Records supplied:
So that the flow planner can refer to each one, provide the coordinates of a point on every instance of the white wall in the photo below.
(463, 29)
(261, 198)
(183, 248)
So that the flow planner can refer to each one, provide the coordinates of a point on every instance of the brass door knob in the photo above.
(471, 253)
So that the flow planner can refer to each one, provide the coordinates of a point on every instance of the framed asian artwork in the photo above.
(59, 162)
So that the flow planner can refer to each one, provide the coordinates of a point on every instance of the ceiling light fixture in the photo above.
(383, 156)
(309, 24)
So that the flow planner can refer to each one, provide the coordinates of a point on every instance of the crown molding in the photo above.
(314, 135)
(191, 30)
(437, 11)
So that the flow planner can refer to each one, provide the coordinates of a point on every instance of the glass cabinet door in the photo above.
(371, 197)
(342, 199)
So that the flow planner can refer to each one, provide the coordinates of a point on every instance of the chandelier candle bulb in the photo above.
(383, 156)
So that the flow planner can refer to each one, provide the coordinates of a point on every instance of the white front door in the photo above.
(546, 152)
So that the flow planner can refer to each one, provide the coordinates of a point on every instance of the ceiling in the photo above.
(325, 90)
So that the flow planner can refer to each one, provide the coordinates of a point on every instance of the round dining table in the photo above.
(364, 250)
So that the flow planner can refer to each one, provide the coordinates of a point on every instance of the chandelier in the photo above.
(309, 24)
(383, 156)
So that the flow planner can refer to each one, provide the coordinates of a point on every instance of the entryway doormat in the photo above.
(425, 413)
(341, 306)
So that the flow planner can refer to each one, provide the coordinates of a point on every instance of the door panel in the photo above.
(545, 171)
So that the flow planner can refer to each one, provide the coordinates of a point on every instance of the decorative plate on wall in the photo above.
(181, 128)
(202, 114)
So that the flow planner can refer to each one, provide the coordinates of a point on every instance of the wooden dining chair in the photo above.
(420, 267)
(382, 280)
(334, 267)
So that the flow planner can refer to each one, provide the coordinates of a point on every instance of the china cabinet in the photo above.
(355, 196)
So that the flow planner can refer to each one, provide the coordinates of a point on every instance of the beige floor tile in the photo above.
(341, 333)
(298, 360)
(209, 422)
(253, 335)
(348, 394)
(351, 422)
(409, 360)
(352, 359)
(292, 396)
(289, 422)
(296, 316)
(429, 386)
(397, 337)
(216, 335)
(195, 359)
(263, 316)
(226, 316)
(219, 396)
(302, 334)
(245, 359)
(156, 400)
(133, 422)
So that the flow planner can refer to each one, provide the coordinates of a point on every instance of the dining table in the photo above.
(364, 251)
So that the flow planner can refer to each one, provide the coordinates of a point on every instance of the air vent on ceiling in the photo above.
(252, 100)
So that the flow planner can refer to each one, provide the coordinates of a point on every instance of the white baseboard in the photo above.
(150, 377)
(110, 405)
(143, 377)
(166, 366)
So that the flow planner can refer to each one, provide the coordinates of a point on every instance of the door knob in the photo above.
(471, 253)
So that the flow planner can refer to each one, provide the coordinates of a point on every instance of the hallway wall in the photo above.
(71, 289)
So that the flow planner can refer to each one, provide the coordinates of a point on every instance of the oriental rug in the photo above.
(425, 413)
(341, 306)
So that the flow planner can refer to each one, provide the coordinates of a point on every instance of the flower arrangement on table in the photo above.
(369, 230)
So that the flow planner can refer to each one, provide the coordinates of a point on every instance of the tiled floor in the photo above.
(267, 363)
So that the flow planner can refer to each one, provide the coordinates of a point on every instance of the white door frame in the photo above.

Your task: Give the records above again, substituting "route planner" for every "flow planner" and changing nothing else.

Exercise result:
So that the route planner can refer to each one, provide the coordinates of a point on every instance of the white wall in the photo below.
(463, 29)
(261, 198)
(183, 248)
So that the route planner can refer to each one, provide the coordinates of a point on every instance of the brass door knob in the photo above.
(471, 253)
So that the route planner can refer to each one, provide the coordinates of a point on every instance of the framed asian artwork in the photo above.
(59, 162)
So that the route planner can refer to each one, provide the coordinates of a point on every instance of the ceiling light fixture in the photo above.
(383, 156)
(309, 24)
So that the route planner can refer to each one, provide the coordinates of a point on every instance of the crown molding in the photo above.
(314, 135)
(191, 30)
(437, 11)
So that the route planner can refer to each one, provide the coordinates of a point on every instance of the glass cabinet door in the photo above.
(371, 197)
(342, 199)
So that the route planner can refer to each one, provide the coordinates of a point on every instance of the chandelier candle bulb in the photo above.
(383, 156)
So that the route planner can refer to each one, provide the coordinates of a point on every instance of the white front door in the photo above.
(546, 152)
So that the route planner can refer to each one, provide the coordinates of a point on every instance of the ceiling in the photo above.
(325, 90)
So that the route planner can refer to each one, provide the coordinates of a point on every instance of the round dining table in the photo above.
(364, 250)
So that the route planner can refer to each one, provide the coordinates of a point on every instance of the chandelier in the photo above.
(309, 24)
(383, 156)
So that the route planner can refer to each one, provide the coordinates of a point on every instance of the entryway doormat in the photo above.
(425, 413)
(341, 306)
So that the route planner can refer to each one, provide the coordinates of a point on every instance of the door panel in the photo above.
(545, 171)
So that the route planner can refer to each one, provide the coordinates of a point on every instance of the decorative plate on wall in the photo above.
(181, 128)
(202, 114)
So that the route planner can refer to each one, provide the coordinates of a point on every instance of the wooden dining chair in the photo above.
(420, 267)
(382, 280)
(334, 267)
So that the route planner can refer to each one, provide the coordinates of a point on every instance of the china cabinet in the photo above.
(355, 196)
So that the route planner can refer to each one, provide the coordinates of a point on every instance of the beige floor tile in the photo above.
(341, 333)
(298, 360)
(209, 422)
(253, 335)
(348, 394)
(351, 422)
(409, 360)
(352, 359)
(292, 396)
(289, 422)
(296, 316)
(429, 386)
(397, 337)
(216, 335)
(195, 359)
(263, 316)
(226, 316)
(219, 396)
(302, 334)
(245, 359)
(156, 400)
(133, 422)
So that the route planner can refer to each one, provide the coordinates of a point on every instance of the dining table in the photo above.
(364, 251)
So that the route planner can refer to each one, provide the coordinates of a point on every instance of the air vent on ceiling in the photo above.
(252, 100)
So that the route planner can refer to each one, provide the coordinates of a point on every instance of the white baseboard in the photo above.
(150, 377)
(110, 405)
(143, 377)
(166, 366)
So that the route planner can refer to each one, provide the coordinates of a point on every instance of the door knob in the photo above.
(471, 253)
So that the route planner can refer to each one, provide the coordinates of a point on every instance of the hallway wall in the photo above.
(71, 289)
So that the route planner can refer to each one, provide the coordinates of a point on every instance of the oriental rug in the photo above.
(425, 413)
(341, 306)
So that the route planner can refer to each one, provide the coordinates of a point on every instance of the flower arrangement on table in the photo above.
(369, 230)
So that the route planner can refer to each one, provide the coordinates of a point on every instance of the tiled floor in the photo above.
(267, 363)
So that the route planner can refer to each one, provide the coordinates of a point on every instance of the white door frame in the photo above.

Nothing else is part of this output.